**Your goal**
Nothing but the line with "of the fingers?" and the lines after it, through the end of the records below, is to be repeated, exactly as it is.

**Given entries**

>>>

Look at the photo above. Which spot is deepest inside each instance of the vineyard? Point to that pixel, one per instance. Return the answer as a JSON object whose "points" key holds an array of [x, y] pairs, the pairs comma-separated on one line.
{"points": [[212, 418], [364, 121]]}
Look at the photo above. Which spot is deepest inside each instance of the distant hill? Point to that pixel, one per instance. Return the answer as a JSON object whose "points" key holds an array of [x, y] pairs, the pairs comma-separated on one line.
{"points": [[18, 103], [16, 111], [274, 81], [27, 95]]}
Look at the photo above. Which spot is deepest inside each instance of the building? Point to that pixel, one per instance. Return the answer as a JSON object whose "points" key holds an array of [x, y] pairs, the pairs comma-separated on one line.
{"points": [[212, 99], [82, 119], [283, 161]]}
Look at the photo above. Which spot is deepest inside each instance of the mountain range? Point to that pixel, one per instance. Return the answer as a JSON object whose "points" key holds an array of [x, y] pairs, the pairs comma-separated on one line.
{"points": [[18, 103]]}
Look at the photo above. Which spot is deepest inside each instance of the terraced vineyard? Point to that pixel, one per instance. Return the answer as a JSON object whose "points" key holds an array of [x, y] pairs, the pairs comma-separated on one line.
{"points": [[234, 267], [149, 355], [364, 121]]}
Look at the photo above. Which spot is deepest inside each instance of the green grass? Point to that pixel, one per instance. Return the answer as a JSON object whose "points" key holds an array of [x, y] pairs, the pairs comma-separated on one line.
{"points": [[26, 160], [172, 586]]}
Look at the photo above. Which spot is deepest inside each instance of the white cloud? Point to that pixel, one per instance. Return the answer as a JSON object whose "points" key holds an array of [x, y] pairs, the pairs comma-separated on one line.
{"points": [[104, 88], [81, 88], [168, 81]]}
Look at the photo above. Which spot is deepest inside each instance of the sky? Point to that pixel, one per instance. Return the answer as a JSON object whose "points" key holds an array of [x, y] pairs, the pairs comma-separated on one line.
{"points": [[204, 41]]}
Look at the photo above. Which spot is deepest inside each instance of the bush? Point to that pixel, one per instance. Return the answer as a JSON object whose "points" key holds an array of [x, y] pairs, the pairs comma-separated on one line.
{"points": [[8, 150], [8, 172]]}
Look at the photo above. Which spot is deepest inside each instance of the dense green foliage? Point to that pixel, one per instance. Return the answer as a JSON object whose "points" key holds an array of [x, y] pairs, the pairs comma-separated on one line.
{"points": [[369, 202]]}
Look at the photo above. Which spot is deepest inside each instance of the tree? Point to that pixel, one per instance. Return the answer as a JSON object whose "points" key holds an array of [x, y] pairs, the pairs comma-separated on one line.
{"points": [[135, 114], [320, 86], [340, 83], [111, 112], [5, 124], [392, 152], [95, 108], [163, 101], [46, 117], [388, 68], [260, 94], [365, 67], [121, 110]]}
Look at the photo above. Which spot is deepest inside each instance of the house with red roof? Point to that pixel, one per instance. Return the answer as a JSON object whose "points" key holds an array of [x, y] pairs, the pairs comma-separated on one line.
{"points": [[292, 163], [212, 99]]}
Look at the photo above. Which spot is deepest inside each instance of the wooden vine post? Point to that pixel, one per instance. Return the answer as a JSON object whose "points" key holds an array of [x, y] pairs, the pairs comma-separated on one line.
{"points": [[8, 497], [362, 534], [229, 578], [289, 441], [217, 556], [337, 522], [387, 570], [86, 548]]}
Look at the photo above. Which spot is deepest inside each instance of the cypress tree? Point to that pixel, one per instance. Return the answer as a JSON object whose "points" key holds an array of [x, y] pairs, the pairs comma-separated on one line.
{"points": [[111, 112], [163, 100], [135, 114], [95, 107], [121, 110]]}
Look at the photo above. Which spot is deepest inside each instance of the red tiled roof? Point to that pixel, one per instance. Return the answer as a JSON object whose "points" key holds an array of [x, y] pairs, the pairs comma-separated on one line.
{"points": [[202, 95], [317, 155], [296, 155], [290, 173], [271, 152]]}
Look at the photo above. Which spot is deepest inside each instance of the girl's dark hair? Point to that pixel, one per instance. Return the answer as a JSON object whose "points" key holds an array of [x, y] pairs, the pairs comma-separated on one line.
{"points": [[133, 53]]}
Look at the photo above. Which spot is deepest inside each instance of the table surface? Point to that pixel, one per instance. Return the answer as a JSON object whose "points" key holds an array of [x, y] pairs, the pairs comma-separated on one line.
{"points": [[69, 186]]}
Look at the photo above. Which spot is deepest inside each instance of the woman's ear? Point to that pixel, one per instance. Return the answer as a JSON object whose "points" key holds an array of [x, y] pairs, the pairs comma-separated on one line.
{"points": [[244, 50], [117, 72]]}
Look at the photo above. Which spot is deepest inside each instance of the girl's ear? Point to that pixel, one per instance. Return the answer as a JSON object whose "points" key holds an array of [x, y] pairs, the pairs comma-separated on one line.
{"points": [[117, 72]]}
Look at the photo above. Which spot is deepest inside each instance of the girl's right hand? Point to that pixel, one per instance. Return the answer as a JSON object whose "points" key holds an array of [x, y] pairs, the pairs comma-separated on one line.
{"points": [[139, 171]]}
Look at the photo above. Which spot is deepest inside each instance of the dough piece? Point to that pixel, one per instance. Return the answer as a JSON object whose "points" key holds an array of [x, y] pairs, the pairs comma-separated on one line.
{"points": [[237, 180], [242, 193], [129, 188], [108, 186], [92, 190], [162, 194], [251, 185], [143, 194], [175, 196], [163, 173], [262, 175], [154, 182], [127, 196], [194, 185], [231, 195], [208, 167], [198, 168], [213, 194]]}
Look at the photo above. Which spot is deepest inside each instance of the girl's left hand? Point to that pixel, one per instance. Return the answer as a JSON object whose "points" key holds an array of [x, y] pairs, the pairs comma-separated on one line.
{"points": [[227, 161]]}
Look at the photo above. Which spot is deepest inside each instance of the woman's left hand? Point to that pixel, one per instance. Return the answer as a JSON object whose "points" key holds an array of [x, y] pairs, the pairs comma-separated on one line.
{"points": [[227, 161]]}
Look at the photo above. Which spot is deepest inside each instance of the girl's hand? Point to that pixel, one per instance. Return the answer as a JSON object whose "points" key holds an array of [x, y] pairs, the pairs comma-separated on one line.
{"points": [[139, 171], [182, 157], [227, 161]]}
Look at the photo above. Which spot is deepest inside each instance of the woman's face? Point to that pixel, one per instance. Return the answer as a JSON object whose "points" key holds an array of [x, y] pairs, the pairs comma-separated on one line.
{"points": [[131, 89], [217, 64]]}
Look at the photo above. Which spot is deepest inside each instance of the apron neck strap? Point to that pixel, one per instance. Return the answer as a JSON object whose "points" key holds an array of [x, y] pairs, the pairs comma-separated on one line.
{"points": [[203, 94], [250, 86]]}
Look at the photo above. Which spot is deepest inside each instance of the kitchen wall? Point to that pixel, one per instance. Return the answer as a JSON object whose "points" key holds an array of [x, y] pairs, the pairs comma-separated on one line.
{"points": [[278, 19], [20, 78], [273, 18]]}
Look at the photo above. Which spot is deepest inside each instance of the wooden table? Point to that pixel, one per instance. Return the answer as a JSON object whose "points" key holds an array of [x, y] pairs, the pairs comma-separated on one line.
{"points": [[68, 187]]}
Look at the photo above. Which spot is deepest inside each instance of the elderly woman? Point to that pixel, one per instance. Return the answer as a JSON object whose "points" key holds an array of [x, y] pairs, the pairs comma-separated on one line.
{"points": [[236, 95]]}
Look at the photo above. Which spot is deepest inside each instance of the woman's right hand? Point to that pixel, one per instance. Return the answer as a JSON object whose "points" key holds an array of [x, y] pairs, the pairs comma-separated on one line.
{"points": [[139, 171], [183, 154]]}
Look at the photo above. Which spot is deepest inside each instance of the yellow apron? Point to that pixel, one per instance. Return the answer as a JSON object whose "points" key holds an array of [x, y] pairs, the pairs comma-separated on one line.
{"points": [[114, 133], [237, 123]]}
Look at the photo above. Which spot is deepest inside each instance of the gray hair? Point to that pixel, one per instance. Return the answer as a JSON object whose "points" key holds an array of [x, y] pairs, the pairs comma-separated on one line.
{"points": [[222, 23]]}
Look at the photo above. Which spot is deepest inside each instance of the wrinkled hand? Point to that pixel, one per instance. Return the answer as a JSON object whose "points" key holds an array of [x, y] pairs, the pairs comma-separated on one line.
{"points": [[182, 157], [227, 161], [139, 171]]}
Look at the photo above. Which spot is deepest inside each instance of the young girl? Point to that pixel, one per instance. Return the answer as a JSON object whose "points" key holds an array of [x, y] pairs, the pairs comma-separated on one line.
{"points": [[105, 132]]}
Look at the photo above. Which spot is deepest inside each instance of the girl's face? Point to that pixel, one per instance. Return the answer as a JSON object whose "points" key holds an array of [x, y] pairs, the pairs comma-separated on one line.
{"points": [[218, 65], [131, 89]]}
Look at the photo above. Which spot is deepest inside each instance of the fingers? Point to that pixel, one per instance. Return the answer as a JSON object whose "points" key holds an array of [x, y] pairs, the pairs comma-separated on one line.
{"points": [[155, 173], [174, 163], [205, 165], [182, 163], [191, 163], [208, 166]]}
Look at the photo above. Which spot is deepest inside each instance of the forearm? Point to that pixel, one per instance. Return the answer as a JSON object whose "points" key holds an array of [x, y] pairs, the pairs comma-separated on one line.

<<<

**Task solution**
Look at the photo above. Which spot is deepest inside each instance of the fingers? Point to that pixel, one per instance. Return the answer as a JSON object whose "points" key holds an array of [x, y] pairs, the pairs comma-separated on one line.
{"points": [[155, 173], [174, 163], [205, 165], [182, 163], [191, 163], [208, 166]]}
Look at the photo above. Which spot is deepest inside each instance of the forearm? Point to that pixel, one per instance. Return the answer as a JSON object whose "points" key holds an array of [x, y] pairs, the pairs comma-separated on one line.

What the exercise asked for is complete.